• **IN COSA CONSISTE**
Puoi riportare parola per parola tutte le righe delle voci qui sotto, tralasciando le immagini?

··· ESTRATTO DEL DATASET ···

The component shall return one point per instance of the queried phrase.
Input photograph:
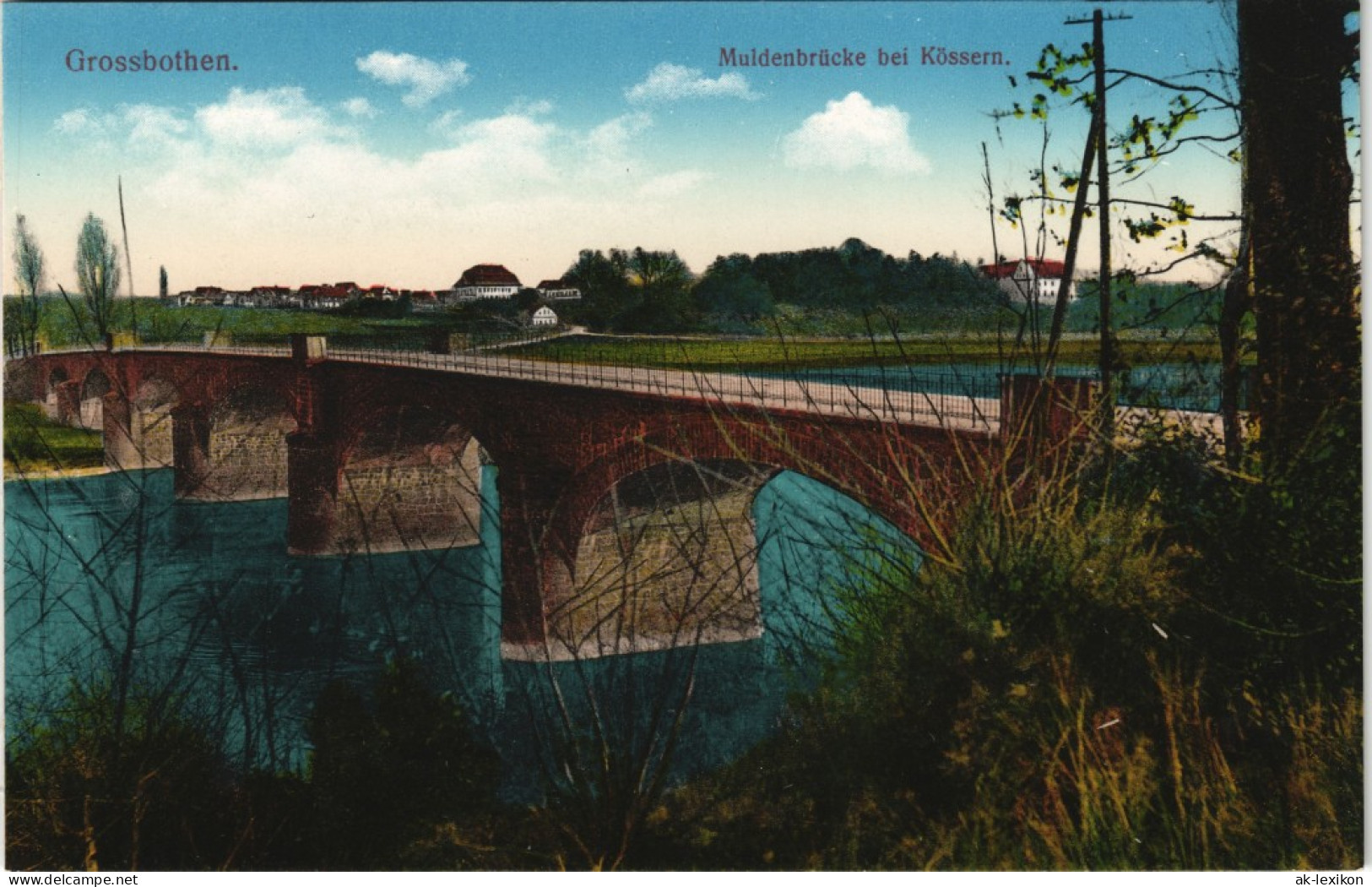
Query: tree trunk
(1293, 55)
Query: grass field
(33, 444)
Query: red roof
(487, 276)
(1042, 268)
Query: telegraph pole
(1098, 54)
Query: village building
(1029, 279)
(486, 282)
(557, 290)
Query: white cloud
(851, 133)
(81, 122)
(670, 83)
(317, 197)
(424, 77)
(268, 118)
(610, 147)
(358, 107)
(530, 107)
(673, 184)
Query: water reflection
(110, 573)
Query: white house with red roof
(486, 282)
(559, 289)
(1036, 279)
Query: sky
(402, 143)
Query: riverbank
(39, 448)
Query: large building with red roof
(486, 282)
(1029, 279)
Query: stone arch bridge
(382, 450)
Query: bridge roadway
(910, 458)
(943, 410)
(915, 408)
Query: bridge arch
(665, 558)
(409, 478)
(230, 448)
(586, 581)
(52, 392)
(95, 386)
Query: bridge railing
(932, 399)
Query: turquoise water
(110, 571)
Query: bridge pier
(537, 562)
(191, 452)
(66, 403)
(1038, 412)
(313, 480)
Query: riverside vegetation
(1150, 661)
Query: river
(209, 603)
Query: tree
(1293, 59)
(29, 272)
(729, 289)
(604, 285)
(664, 283)
(98, 274)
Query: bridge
(382, 452)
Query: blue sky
(402, 143)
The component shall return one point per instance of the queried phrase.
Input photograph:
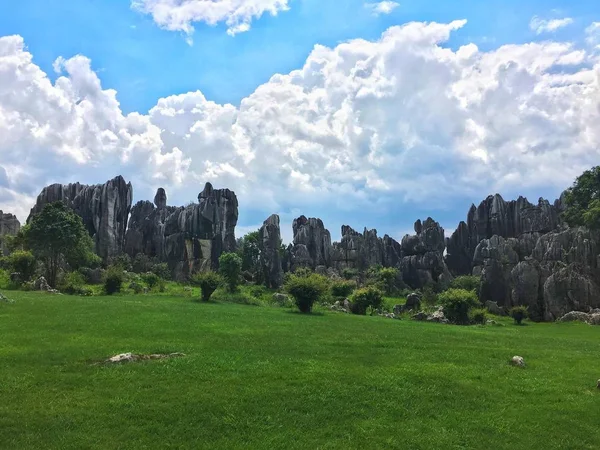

···

• **OUTPUT COMPLETO**
The component shall return one point per instance of the queried phrase.
Input photograph:
Query: tree trunk
(1293, 55)
Query: grass field
(33, 444)
Query: red roof
(487, 276)
(1042, 268)
Query: telegraph pole
(1098, 54)
Query: village building
(1029, 279)
(486, 282)
(557, 290)
Query: white cloud
(851, 133)
(81, 122)
(670, 83)
(317, 197)
(424, 77)
(268, 118)
(610, 147)
(358, 107)
(530, 107)
(673, 184)
Query: water reflection
(110, 573)
Query: white house with red roof
(486, 282)
(559, 289)
(1036, 279)
Query: sky
(402, 143)
Query: riverbank
(39, 448)
Query: large building with red roof
(486, 282)
(1029, 279)
Query: stone arch bridge
(382, 450)
Query: bridge roadway
(910, 458)
(943, 410)
(915, 408)
Query: bridge arch
(665, 558)
(409, 478)
(230, 448)
(586, 581)
(52, 392)
(95, 386)
Query: bridge railing
(932, 399)
Query: turquoise water
(110, 571)
Query: bridge pier
(537, 562)
(191, 452)
(66, 403)
(1038, 412)
(313, 480)
Query: riverside vegetation
(1150, 661)
Query: river
(209, 603)
Query: tree
(1293, 59)
(29, 272)
(729, 289)
(604, 285)
(664, 283)
(98, 274)
Query: bridge
(382, 452)
Query: blue sky
(402, 143)
The component shall return one point per instance of the queried phrase.
Input photograph:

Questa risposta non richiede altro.